● **Exercise directions**:
Show every line of the material that follows in which the word "would" occurs.
════════════════
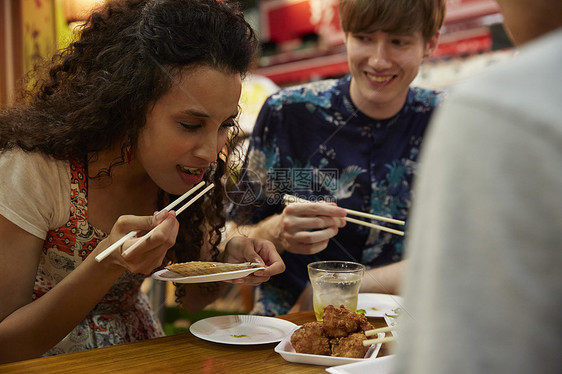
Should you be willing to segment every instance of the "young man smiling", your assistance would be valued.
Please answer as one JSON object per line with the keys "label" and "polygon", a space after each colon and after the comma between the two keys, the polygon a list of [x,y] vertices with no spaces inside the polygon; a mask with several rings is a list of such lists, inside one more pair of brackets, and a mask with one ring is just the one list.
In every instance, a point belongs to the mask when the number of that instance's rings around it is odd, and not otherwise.
{"label": "young man smiling", "polygon": [[[425,9],[421,4],[437,2],[409,2],[414,3],[420,17],[428,18],[413,19],[411,24],[400,22],[396,18],[399,15],[392,12],[404,1],[392,8],[387,1],[342,1],[340,5],[351,72],[351,100],[374,119],[390,118],[402,109],[423,59],[437,46],[439,30],[435,23],[440,21],[428,14],[428,4]],[[361,6],[364,12],[359,12]],[[422,15],[423,10],[426,14]],[[424,20],[428,20],[427,25]]]}
{"label": "young man smiling", "polygon": [[[346,225],[343,208],[408,217],[417,155],[440,97],[410,84],[437,46],[445,3],[340,0],[351,74],[281,90],[264,104],[240,184],[259,182],[259,201],[234,204],[231,216],[243,234],[273,241],[287,270],[258,288],[254,313],[311,309],[306,265],[317,260],[365,264],[361,292],[399,289],[404,238]],[[332,203],[285,207],[283,194]]]}

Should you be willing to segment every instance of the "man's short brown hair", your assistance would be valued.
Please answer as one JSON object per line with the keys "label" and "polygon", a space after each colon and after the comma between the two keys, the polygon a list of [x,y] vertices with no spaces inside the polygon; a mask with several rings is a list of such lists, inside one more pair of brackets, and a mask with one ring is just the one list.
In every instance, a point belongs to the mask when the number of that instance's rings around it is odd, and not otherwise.
{"label": "man's short brown hair", "polygon": [[392,34],[421,31],[429,41],[443,25],[446,0],[340,0],[339,12],[344,32]]}

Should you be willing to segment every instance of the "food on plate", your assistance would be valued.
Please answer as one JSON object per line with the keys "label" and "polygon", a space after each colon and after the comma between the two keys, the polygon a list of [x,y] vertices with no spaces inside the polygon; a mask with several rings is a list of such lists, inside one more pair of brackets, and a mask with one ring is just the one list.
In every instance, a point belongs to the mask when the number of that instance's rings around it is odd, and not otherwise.
{"label": "food on plate", "polygon": [[171,264],[166,266],[166,269],[184,277],[192,277],[195,275],[218,274],[228,271],[246,270],[258,267],[263,267],[263,265],[251,262],[245,262],[242,264],[228,264],[224,262],[191,261]]}
{"label": "food on plate", "polygon": [[322,322],[309,322],[291,335],[291,344],[298,353],[329,356],[330,339],[324,334]]}
{"label": "food on plate", "polygon": [[322,314],[324,331],[333,338],[341,338],[354,332],[370,330],[373,325],[367,321],[367,317],[361,313],[355,313],[346,309],[343,305],[334,308],[328,305]]}
{"label": "food on plate", "polygon": [[366,330],[373,325],[361,313],[347,310],[343,305],[328,305],[322,322],[309,322],[291,335],[297,353],[324,356],[363,358],[369,347],[363,346]]}
{"label": "food on plate", "polygon": [[367,340],[363,332],[356,332],[343,338],[334,339],[332,342],[332,356],[336,357],[365,357],[369,347],[363,345],[363,340]]}

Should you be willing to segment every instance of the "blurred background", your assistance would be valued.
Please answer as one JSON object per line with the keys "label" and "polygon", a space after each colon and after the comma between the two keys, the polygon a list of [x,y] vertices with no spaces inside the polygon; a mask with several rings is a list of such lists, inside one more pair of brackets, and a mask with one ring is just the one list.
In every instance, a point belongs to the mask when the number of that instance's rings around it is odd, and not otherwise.
{"label": "blurred background", "polygon": [[[0,104],[37,61],[72,40],[72,29],[104,0],[0,0]],[[278,87],[348,71],[338,0],[241,0],[257,31],[255,73]],[[447,88],[498,59],[511,45],[494,0],[448,0],[440,45],[415,83]]]}
{"label": "blurred background", "polygon": [[[74,29],[104,0],[0,0],[0,108],[34,64],[74,38]],[[241,0],[260,40],[255,67],[244,83],[240,123],[249,133],[265,98],[280,87],[348,72],[338,0]],[[494,0],[448,0],[439,47],[414,81],[421,87],[448,90],[468,76],[506,58],[512,48]],[[175,306],[173,286],[145,282],[167,333],[184,331],[200,318],[248,313],[252,289],[232,287],[203,312],[186,314]]]}

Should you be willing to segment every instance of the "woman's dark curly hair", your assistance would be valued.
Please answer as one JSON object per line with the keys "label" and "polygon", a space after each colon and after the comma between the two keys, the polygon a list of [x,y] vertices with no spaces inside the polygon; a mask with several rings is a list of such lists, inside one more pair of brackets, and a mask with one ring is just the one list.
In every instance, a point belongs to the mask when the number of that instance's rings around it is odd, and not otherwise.
{"label": "woman's dark curly hair", "polygon": [[[256,36],[236,3],[217,0],[112,0],[82,26],[79,38],[57,53],[43,79],[18,104],[0,114],[0,150],[19,147],[56,159],[91,160],[121,144],[121,158],[134,145],[146,113],[186,66],[244,75],[257,48]],[[218,254],[225,224],[223,177],[234,152],[235,129],[205,179],[211,193],[180,219],[180,234],[168,259],[199,258],[208,240]],[[96,175],[93,177],[102,177]],[[174,199],[161,192],[159,207]],[[207,227],[208,232],[200,228]]]}

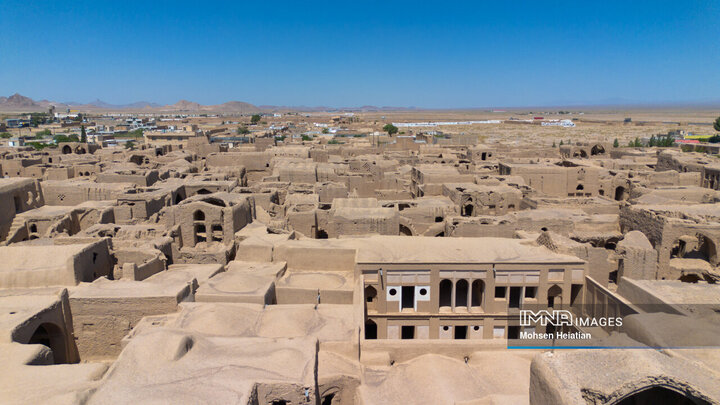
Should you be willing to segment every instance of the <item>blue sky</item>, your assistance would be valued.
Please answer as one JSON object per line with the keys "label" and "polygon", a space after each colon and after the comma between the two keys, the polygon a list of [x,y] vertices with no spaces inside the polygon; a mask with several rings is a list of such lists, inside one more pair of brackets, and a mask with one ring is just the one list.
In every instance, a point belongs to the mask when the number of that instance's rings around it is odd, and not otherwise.
{"label": "blue sky", "polygon": [[0,95],[431,108],[720,100],[720,2],[15,1]]}

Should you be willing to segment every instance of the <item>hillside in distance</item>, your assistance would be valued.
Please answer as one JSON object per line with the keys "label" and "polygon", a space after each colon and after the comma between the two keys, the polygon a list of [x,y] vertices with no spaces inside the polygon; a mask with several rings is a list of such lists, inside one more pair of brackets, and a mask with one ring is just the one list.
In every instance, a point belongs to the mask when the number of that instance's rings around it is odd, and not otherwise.
{"label": "hillside in distance", "polygon": [[81,112],[112,112],[112,111],[138,111],[138,112],[177,112],[177,113],[221,113],[221,114],[255,114],[262,110],[250,103],[242,101],[229,101],[217,105],[202,105],[196,102],[180,100],[172,105],[160,105],[147,101],[138,101],[130,104],[110,104],[96,99],[89,103],[57,102],[48,100],[33,100],[30,97],[15,93],[9,97],[0,96],[0,111],[2,112],[44,112],[51,106],[56,111],[67,109]]}

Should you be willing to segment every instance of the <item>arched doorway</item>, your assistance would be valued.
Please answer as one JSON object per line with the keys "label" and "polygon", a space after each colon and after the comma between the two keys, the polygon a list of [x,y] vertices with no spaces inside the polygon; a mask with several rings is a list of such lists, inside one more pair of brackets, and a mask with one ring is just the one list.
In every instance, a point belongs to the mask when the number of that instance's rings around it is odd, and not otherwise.
{"label": "arched doorway", "polygon": [[590,149],[590,155],[602,155],[605,153],[605,148],[602,145],[595,145]]}
{"label": "arched doorway", "polygon": [[370,310],[376,310],[377,304],[377,290],[375,287],[369,285],[365,287],[365,308],[367,308],[368,311]]}
{"label": "arched doorway", "polygon": [[472,283],[472,291],[470,293],[470,307],[482,308],[483,294],[485,293],[485,282],[475,280]]}
{"label": "arched doorway", "polygon": [[704,399],[680,393],[664,386],[651,386],[634,392],[618,405],[710,405]]}
{"label": "arched doorway", "polygon": [[562,306],[562,288],[557,285],[548,288],[547,302],[549,308],[560,308]]}
{"label": "arched doorway", "polygon": [[473,206],[472,200],[467,200],[465,202],[465,205],[463,205],[461,214],[464,217],[471,217],[473,215],[474,209],[475,209],[475,207]]}
{"label": "arched doorway", "polygon": [[365,321],[365,339],[377,339],[377,324],[372,319]]}
{"label": "arched doorway", "polygon": [[452,306],[452,281],[442,280],[440,282],[440,302],[439,306],[450,308]]}
{"label": "arched doorway", "polygon": [[625,187],[617,186],[615,189],[615,201],[624,201],[627,198],[625,195]]}
{"label": "arched doorway", "polygon": [[718,264],[715,242],[701,233],[695,236],[686,235],[676,240],[670,249],[670,258],[700,259],[712,266]]}
{"label": "arched doorway", "polygon": [[575,153],[573,153],[573,157],[586,158],[587,156],[588,155],[587,155],[587,152],[585,152],[585,149],[580,149],[580,150],[576,151]]}
{"label": "arched doorway", "polygon": [[403,225],[403,224],[400,224],[400,235],[412,236],[413,233],[412,233],[412,231],[410,230],[410,228],[408,228],[407,226],[405,226],[405,225]]}
{"label": "arched doorway", "polygon": [[455,283],[455,308],[468,306],[468,282],[467,280],[458,280]]}
{"label": "arched doorway", "polygon": [[55,364],[67,363],[67,348],[65,335],[59,326],[53,323],[43,323],[35,329],[28,344],[47,346],[53,355]]}

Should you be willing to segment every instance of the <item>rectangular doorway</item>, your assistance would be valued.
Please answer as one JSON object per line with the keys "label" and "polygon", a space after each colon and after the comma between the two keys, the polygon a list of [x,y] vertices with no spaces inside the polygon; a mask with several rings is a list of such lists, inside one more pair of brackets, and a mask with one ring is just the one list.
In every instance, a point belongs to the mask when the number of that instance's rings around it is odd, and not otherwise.
{"label": "rectangular doorway", "polygon": [[405,308],[415,308],[415,286],[402,288],[402,309]]}

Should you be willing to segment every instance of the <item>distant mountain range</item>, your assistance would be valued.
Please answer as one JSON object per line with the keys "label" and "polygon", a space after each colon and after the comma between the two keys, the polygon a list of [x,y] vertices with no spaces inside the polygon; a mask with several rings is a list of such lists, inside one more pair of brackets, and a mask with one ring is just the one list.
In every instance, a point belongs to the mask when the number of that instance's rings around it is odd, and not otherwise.
{"label": "distant mountain range", "polygon": [[48,100],[35,101],[30,97],[25,97],[15,93],[10,97],[0,96],[0,111],[5,112],[41,112],[47,111],[50,106],[55,106],[55,110],[62,112],[67,109],[100,112],[100,111],[137,111],[137,112],[185,112],[185,113],[240,113],[255,114],[262,110],[252,104],[242,101],[229,101],[218,105],[202,105],[192,101],[180,100],[172,105],[160,105],[147,101],[138,101],[131,104],[110,104],[102,100],[95,100],[90,103],[82,104],[72,101],[57,102]]}
{"label": "distant mountain range", "polygon": [[161,105],[147,101],[138,101],[131,104],[110,104],[102,100],[95,100],[89,103],[78,103],[74,101],[48,101],[33,100],[15,93],[10,97],[0,96],[0,111],[4,112],[41,112],[47,111],[50,106],[55,106],[58,112],[71,109],[86,112],[100,111],[128,111],[128,112],[177,112],[177,113],[220,113],[220,114],[256,114],[273,111],[305,111],[305,112],[372,112],[372,111],[412,111],[415,107],[376,107],[364,105],[362,107],[307,107],[307,106],[277,106],[261,105],[254,106],[242,101],[228,101],[223,104],[202,105],[193,101],[180,100],[175,104]]}
{"label": "distant mountain range", "polygon": [[[89,103],[77,103],[72,101],[56,102],[48,100],[33,100],[18,93],[10,97],[0,96],[0,112],[42,112],[47,111],[50,106],[55,106],[58,112],[67,109],[78,110],[84,112],[145,112],[145,113],[219,113],[219,114],[256,114],[262,112],[391,112],[391,111],[423,111],[423,110],[451,110],[451,108],[419,108],[419,107],[376,107],[373,105],[364,105],[362,107],[328,107],[328,106],[278,106],[278,105],[260,105],[255,106],[242,101],[228,101],[223,104],[202,105],[193,101],[180,100],[175,104],[161,105],[148,101],[138,101],[130,104],[110,104],[102,100],[95,100]],[[657,102],[657,103],[641,103],[631,102],[625,99],[615,98],[606,99],[602,103],[565,103],[557,102],[548,106],[525,106],[525,107],[502,107],[507,109],[516,108],[720,108],[720,100],[704,100],[694,103],[690,102]],[[499,108],[495,106],[495,108]],[[452,108],[452,110],[478,110],[481,108]],[[482,108],[482,109],[488,109]]]}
════════════════
● **Written reply**:
Should you be willing to segment every instance of the "young man smiling", your assistance would be valued.
Should you be willing to segment every instance of the "man's short brown hair", your assistance would be valued.
Should you be willing to segment every instance of the "food on plate", your assistance would be valued.
Should you be willing to segment every instance of the "blurred background", your assistance would be valued.
Should you be willing to segment every instance of the "woman's dark curly hair", your assistance would be valued.
Should you be willing to segment every instance of the <item>blue sky</item>, your assistance would be valued.
Should you be willing to segment every instance of the <item>hillside in distance</item>, your assistance would be valued.
Should you be willing to segment every instance of the <item>arched doorway</item>, your assistance would be valued.
Should you be willing to segment every instance of the <item>rectangular doorway</item>, your assistance would be valued.
Should you be willing to segment every instance of the <item>distant mountain range</item>, your assistance would be valued.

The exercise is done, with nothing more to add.